### The exercise
Write out each entry again. Keep every word exactly as it is.

>>

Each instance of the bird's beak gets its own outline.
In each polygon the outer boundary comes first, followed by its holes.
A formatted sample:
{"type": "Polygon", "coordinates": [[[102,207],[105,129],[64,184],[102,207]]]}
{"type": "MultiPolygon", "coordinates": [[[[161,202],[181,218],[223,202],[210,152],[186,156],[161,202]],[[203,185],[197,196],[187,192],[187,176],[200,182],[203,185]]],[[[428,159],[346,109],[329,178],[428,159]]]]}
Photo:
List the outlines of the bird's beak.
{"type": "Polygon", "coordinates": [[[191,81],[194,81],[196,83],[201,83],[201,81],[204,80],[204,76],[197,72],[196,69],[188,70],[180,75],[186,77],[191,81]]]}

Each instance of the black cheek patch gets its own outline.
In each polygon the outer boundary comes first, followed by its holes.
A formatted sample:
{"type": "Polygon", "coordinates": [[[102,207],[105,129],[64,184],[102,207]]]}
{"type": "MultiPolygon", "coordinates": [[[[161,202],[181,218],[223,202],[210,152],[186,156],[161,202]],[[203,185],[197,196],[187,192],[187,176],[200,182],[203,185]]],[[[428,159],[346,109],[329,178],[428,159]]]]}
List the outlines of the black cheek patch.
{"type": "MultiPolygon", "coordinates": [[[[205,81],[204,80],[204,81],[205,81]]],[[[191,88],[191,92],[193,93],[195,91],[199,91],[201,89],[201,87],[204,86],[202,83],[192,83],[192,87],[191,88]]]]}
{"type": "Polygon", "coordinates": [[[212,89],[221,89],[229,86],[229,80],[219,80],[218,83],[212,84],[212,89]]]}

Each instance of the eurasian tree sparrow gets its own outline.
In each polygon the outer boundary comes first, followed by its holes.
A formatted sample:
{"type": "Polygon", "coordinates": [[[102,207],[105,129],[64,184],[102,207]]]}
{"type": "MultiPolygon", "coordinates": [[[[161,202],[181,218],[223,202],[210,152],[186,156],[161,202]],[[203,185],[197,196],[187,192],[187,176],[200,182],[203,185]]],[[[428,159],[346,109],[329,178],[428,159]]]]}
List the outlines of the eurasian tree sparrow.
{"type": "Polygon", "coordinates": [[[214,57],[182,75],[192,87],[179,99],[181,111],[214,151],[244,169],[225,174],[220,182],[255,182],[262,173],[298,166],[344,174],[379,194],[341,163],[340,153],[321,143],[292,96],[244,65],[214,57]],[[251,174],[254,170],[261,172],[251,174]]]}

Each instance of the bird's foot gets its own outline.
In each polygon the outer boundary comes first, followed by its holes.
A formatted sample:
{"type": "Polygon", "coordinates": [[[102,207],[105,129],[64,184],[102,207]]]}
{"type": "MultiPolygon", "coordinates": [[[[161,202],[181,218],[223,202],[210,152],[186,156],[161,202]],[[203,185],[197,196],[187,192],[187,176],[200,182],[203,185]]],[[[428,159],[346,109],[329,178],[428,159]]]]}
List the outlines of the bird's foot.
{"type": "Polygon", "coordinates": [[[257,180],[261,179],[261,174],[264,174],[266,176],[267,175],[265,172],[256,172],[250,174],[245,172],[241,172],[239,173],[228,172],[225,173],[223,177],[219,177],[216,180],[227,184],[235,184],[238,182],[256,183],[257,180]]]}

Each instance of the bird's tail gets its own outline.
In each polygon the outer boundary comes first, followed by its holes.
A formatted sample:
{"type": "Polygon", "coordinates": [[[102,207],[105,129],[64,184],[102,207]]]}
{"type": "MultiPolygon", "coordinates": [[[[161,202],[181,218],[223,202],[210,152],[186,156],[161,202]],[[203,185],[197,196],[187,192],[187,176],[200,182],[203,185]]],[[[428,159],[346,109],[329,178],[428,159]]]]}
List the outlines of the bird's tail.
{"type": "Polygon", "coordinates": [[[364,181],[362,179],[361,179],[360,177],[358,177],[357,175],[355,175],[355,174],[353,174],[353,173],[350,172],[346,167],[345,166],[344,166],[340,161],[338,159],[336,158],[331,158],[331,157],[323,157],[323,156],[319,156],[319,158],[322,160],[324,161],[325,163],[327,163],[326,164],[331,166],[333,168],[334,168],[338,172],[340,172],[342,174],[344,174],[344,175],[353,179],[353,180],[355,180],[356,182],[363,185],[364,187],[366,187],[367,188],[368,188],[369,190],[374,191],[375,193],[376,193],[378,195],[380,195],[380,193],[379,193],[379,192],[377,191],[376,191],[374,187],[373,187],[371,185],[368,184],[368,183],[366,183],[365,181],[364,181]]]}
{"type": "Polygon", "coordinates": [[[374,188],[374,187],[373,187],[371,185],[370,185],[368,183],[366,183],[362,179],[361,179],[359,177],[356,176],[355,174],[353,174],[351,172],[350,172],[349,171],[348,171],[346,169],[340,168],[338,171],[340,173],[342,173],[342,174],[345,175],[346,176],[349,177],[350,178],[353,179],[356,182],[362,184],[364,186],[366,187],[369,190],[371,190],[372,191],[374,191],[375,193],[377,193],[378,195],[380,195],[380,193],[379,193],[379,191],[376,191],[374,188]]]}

<<

### Correct response
Each instance of the bird's beak gets its own outline.
In each polygon the outer boundary comes first, followed by its holes.
A formatted sample:
{"type": "Polygon", "coordinates": [[[102,207],[105,129],[64,184],[102,207]]]}
{"type": "MultiPolygon", "coordinates": [[[[161,202],[181,218],[223,202],[210,152],[186,156],[161,202]],[[203,185],[197,196],[187,192],[187,176],[200,182],[203,185]]],[[[428,159],[346,109],[329,178],[428,159]]]]}
Photo:
List the outlines of the bird's beak.
{"type": "Polygon", "coordinates": [[[191,81],[194,81],[196,83],[201,83],[201,81],[204,80],[204,76],[197,72],[196,69],[188,70],[180,75],[186,77],[191,81]]]}

Each instance of the black cheek patch gets its own outline.
In each polygon the outer boundary comes first, followed by its holes.
A formatted sample:
{"type": "Polygon", "coordinates": [[[102,207],[105,129],[64,184],[102,207]]]}
{"type": "MultiPolygon", "coordinates": [[[[161,202],[181,218],[223,202],[210,152],[186,156],[161,202]],[[203,185],[197,196],[187,192],[187,176],[200,182],[203,185]]],[[[428,159],[346,109],[329,178],[428,159]]]]}
List the outlines of the black cheek patch.
{"type": "MultiPolygon", "coordinates": [[[[205,81],[204,80],[204,81],[205,81]]],[[[191,88],[191,92],[193,93],[195,91],[199,91],[201,89],[201,87],[204,86],[202,83],[192,83],[192,87],[191,88]]]]}
{"type": "Polygon", "coordinates": [[[212,89],[221,89],[229,86],[229,80],[219,80],[218,83],[212,84],[212,89]]]}

Each instance of the eurasian tree sparrow gets its own outline.
In each polygon the outer boundary comes first, followed by its holes.
A formatted sample:
{"type": "Polygon", "coordinates": [[[102,207],[105,129],[64,184],[102,207]]]}
{"type": "MultiPolygon", "coordinates": [[[[161,202],[181,218],[223,202],[210,152],[186,156],[161,202]],[[203,185],[197,196],[187,192],[187,176],[200,182],[203,185]]],[[[428,159],[346,109],[329,178],[428,159]]]]}
List the outlines of the eurasian tree sparrow.
{"type": "Polygon", "coordinates": [[[214,57],[182,75],[192,87],[179,99],[181,111],[214,151],[244,169],[225,174],[220,182],[255,182],[262,173],[298,166],[344,174],[379,194],[341,163],[340,153],[321,143],[292,96],[244,65],[214,57]],[[251,174],[254,170],[261,172],[251,174]]]}

Each instance of the bird's foot gets its own outline.
In each polygon the outer boundary comes first, followed by its holes.
A formatted sample:
{"type": "Polygon", "coordinates": [[[102,207],[105,129],[64,184],[102,207]]]}
{"type": "MultiPolygon", "coordinates": [[[[161,202],[181,218],[223,202],[210,152],[186,156],[161,202]],[[203,185],[197,196],[187,192],[187,176],[200,182],[203,185]]],[[[428,159],[346,109],[329,178],[428,159]]]]}
List the outlines of the bird's foot.
{"type": "Polygon", "coordinates": [[[257,180],[261,179],[261,174],[264,174],[266,176],[267,175],[265,172],[256,172],[250,174],[245,172],[241,172],[239,173],[228,172],[225,173],[223,177],[219,177],[216,180],[227,184],[235,184],[238,182],[256,183],[257,180]]]}

Each instance of the bird's tail gets its own outline.
In each polygon the outer boundary comes first, followed by its holes.
A formatted sample:
{"type": "Polygon", "coordinates": [[[102,207],[105,129],[64,184],[102,207]]]}
{"type": "MultiPolygon", "coordinates": [[[[161,202],[181,218],[223,202],[210,152],[186,156],[161,202]],[[203,185],[197,196],[187,192],[187,176],[200,182],[203,185]]],[[[428,159],[346,109],[329,178],[428,159]]]]}
List the outlines of the bird's tail.
{"type": "Polygon", "coordinates": [[[364,181],[362,179],[361,179],[360,177],[358,177],[357,175],[355,175],[355,174],[353,174],[353,173],[350,172],[346,167],[345,166],[344,166],[340,161],[338,159],[336,158],[331,158],[331,157],[323,157],[323,156],[319,156],[319,158],[322,160],[324,161],[325,163],[327,163],[326,164],[331,166],[333,168],[334,168],[338,172],[340,172],[342,174],[344,174],[344,175],[353,179],[353,180],[355,180],[356,182],[363,185],[364,187],[366,187],[367,188],[368,188],[369,190],[374,191],[375,193],[376,193],[378,195],[380,195],[380,193],[379,193],[379,192],[377,191],[376,191],[374,187],[373,187],[371,185],[368,184],[368,183],[366,183],[365,181],[364,181]]]}
{"type": "Polygon", "coordinates": [[[374,188],[374,187],[373,187],[371,185],[370,185],[368,183],[366,183],[362,179],[361,179],[359,177],[356,176],[355,174],[353,174],[351,172],[350,172],[349,171],[348,171],[346,169],[340,168],[338,171],[340,173],[342,173],[342,174],[345,175],[346,176],[349,177],[350,178],[353,179],[356,182],[362,184],[364,186],[366,187],[369,190],[371,190],[372,191],[374,191],[375,193],[377,193],[378,195],[380,195],[380,193],[379,193],[379,191],[376,191],[374,188]]]}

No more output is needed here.